Selected excerpt —
++++++++++
Home COMMONWEALTH vs. CARMELO TORRES.

468 Mass. 286

April 7, 2014 - June 10, 2014

Court Below: District Court, Greenfield Division

Present: IRELAND, C.J., SPINA, CORDY, BOTSFORD, GANTS, DUFFLY, & LENK, JJ.

Records And Briefs:

Oral Arguments

Abuse Prevention. Assault and Battery. Practice, Criminal, Double jeopardy, Duplicative convictions, Lesser included offense, Required finding. Constitutional Law, Double jeopardy.

This court concluded that violating an abuse prevention order, under G. L. c. 209A, § 7, was not a lesser included offense of assault and battery on a person protected by an abuse prevention order, under G. L. c. 265, § 13A (b) (iii), where each offense required proof of at least one element that the other did not, i.e., G. L. c. 265, § 13A (b) (iii), required the commission of an assault and battery but G. L. c. 209A, § 7, did not, and G. L. c. 209A, § 7, required proof that the defendant violated the abuse prevention order but G. L. c. 265, § 13A (b) (iii), did not; where, given that the abuse prevention order's sole condition was to prohibit abuse, a defendant could violate the abuse prevention order without committing an assault and battery against the victim; and where the sentencing scheme of G. L. c. 265, § 13A, demonstrated a Legislative intent to create two separate offenses; accordingly, a criminal defendant's conviction of both offenses did not implicate principles of double jeopardy. [288-292]

At the trial of criminal complaints charging violation of an abuse prevention order and assault and battery on a person protected by an abuse prevention order, a District Court judge did not err in denying the defendant's motion for a required finding of not guilty, where the extent of the victim's injuries, the defendant's stipulation to his knowledge of the abuse prevention order, and his use of force greater than was necessary to defend himself against any physical attack by the victim were sufficient to support his convictions. [292-293]

COMPLAINTS received and sworn to in the Greenfield Division of the District Court Department on November 3, 2011 and December 9, 2011.
++++++++++
Short task 1 —
According to the Torres case summary, which court heard the case below?
Short task 2 —
List every justice named as present in the Torres case summary.
Short task 3 —
Extend the Torres case summary past its final sentence.
The listing that comes next is separate material with no connection to the Torres case summary.

Data section —
++++++++++
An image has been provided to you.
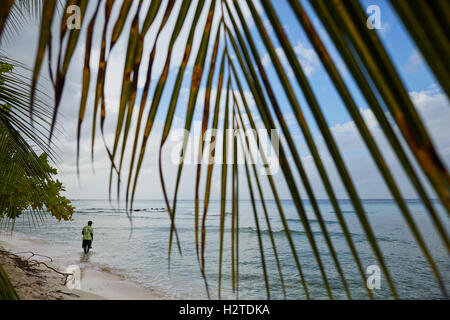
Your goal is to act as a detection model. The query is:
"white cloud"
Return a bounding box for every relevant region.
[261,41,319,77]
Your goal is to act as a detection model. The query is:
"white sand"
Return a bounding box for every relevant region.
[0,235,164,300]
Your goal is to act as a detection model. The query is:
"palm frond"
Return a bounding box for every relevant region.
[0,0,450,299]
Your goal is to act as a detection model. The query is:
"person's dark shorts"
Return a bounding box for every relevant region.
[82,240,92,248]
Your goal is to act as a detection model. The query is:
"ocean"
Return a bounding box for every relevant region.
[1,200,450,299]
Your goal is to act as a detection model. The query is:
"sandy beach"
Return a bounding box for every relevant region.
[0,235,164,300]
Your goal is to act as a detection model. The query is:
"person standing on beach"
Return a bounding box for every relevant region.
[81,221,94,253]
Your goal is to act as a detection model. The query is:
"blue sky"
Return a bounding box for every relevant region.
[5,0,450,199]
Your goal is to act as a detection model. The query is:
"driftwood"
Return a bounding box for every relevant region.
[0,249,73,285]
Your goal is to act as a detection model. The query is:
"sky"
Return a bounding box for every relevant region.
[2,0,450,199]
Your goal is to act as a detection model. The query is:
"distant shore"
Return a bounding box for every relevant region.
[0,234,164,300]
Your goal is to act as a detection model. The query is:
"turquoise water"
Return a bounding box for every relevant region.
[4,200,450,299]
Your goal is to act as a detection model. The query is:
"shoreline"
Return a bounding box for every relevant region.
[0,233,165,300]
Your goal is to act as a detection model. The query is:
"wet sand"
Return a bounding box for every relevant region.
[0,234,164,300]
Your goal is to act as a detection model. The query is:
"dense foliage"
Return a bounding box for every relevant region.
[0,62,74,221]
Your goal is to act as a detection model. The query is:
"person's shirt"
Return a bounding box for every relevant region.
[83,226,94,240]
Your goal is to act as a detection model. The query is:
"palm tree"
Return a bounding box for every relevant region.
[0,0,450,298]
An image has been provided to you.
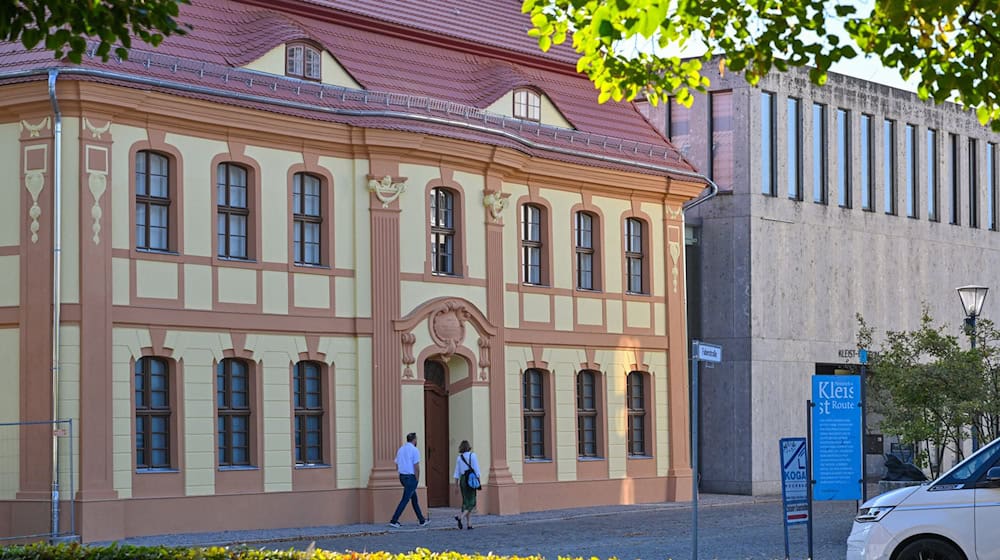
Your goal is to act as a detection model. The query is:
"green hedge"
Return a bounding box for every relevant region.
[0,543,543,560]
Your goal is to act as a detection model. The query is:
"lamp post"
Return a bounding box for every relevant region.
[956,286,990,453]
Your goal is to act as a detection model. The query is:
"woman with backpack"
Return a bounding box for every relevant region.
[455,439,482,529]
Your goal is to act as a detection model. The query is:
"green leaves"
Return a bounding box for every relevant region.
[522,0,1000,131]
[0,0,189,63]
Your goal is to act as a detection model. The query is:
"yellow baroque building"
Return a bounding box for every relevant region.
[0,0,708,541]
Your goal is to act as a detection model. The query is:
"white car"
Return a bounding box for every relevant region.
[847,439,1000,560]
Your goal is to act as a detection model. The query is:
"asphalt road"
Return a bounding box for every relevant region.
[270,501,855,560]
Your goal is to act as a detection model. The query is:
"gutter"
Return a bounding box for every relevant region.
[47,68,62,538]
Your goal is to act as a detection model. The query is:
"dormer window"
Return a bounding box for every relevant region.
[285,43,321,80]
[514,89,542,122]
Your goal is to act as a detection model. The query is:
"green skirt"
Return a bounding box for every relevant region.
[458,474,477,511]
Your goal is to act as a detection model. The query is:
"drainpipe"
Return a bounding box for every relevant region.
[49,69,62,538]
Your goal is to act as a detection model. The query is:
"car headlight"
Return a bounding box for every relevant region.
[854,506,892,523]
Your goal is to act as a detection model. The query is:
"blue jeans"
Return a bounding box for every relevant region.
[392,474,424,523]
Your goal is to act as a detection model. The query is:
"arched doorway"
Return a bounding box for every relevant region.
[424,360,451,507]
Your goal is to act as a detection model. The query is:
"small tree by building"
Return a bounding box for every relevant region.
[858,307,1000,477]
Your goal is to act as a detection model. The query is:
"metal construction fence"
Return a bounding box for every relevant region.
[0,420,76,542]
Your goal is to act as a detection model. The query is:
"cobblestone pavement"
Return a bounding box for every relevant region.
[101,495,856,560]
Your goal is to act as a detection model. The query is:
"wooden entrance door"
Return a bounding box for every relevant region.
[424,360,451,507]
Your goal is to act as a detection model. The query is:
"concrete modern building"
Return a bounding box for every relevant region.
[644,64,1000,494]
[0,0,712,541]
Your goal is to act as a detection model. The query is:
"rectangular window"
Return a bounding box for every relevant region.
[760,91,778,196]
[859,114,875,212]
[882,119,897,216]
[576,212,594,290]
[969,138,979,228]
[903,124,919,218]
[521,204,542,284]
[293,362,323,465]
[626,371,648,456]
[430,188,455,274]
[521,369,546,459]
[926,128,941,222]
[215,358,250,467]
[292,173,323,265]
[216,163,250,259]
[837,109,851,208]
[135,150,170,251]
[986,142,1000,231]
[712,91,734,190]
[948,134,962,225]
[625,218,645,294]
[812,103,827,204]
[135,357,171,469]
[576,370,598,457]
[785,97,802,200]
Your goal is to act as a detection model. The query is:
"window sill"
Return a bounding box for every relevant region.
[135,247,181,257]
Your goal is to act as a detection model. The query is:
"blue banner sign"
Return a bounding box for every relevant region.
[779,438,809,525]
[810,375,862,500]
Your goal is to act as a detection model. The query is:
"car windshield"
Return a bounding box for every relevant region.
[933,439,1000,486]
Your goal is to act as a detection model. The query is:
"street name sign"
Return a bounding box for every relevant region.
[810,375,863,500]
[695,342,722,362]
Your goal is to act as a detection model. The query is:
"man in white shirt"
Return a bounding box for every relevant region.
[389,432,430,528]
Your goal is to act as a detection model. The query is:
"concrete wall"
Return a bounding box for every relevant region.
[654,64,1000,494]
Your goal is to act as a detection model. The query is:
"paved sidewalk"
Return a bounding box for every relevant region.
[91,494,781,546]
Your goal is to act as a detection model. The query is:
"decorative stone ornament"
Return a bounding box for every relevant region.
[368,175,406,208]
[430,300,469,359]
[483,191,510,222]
++++++++++
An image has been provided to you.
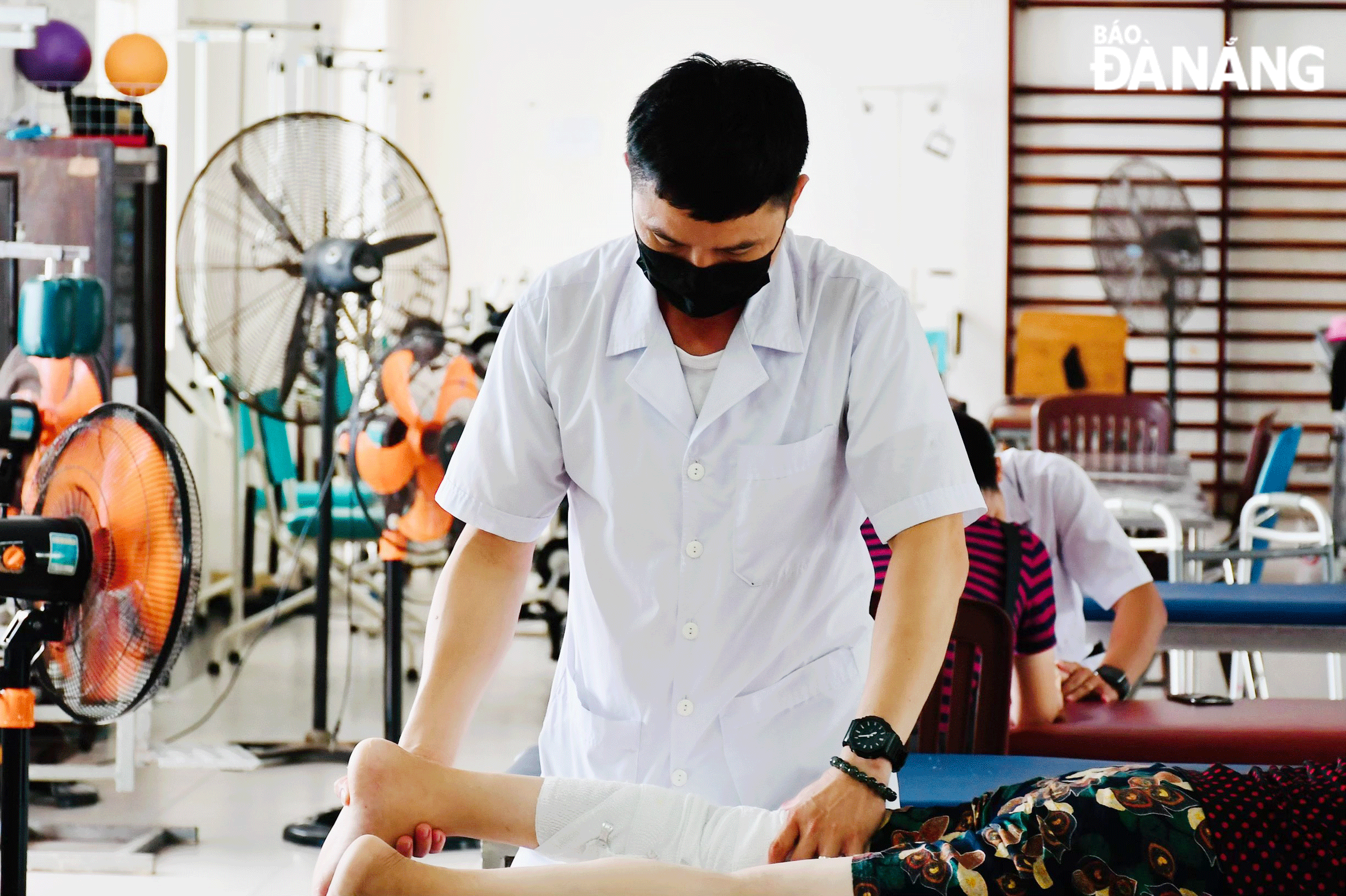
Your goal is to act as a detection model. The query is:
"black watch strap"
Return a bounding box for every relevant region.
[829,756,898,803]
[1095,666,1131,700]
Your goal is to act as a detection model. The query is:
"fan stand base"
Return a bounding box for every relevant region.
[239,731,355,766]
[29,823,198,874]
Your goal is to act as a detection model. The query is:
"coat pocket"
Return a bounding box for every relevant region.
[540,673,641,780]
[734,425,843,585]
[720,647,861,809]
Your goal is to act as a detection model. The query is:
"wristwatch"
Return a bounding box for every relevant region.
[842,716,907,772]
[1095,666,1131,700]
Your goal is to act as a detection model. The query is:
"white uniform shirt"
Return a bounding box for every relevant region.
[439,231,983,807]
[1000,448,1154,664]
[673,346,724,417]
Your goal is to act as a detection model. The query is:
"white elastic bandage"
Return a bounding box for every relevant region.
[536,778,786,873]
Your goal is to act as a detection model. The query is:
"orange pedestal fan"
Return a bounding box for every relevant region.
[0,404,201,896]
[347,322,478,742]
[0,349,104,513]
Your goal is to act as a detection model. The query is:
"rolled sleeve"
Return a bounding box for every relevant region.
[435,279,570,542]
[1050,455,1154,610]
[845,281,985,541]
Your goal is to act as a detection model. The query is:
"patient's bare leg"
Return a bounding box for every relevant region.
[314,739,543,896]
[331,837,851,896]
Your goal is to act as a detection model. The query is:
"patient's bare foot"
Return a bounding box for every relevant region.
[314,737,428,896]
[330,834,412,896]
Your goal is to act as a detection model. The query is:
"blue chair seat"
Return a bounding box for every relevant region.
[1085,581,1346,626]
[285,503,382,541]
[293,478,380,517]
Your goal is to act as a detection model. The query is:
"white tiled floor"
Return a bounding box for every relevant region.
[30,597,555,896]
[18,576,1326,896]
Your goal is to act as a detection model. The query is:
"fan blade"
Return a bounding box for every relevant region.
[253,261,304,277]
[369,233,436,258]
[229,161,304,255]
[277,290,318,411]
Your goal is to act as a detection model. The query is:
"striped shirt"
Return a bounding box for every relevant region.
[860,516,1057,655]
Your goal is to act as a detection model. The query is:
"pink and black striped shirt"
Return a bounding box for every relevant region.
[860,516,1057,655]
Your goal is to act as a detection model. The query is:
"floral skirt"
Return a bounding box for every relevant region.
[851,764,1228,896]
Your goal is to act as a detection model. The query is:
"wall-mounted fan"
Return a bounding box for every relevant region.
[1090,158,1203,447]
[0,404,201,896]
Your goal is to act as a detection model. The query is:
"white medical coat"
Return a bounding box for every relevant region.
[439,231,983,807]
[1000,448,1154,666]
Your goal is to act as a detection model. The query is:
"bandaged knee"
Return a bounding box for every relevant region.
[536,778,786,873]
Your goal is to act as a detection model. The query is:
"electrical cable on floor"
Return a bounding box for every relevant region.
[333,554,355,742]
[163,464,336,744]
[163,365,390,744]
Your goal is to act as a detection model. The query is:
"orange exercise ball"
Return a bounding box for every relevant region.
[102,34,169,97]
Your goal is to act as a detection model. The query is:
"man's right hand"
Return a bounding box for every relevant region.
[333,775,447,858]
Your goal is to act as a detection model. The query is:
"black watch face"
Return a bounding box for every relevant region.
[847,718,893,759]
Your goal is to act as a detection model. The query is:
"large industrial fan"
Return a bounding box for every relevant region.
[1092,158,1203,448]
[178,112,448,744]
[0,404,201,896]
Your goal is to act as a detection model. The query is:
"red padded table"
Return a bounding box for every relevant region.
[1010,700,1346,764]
++++++++++
Response 1 —
The District Court, Greenfield Division.

Response 2 —
Ireland (C.J.), Spina, Cordy, Botsford, Gants, Duffly, Lenk

Response 3 —
The cases were tried before William F Mazanec, III., J., and a posttrial motion for a required finding of not guilty was heard by him.

After review by the Appeals Court, the Supreme Judicial Court granted leave to obtain further appellate review.

Stephen P Kelly for the defendant.

Page 287

Steven Greenbaum, Assistant District Attorney, for the Commonwealth.


IRELAND, C.J. We granted the defendant's application for further appellate review to determine whether a defendant's conviction of violating of an abuse prevention order, pursuant to G. L. c. 209A, § 7, is a lesser included offense of assault and battery on a person protected by an abuse prevention order, pursuant to G. L. c. 265, § 13A (b) (iii). Because we conclude that a violation of an abuse prevention order that contains a mandate to refrain from abuse is not a lesser included offense of assault and battery on a person protected by an abuse prevention order, and that there was sufficient evidence for the jury to determine that the defendant had committed both offenses, we affirm.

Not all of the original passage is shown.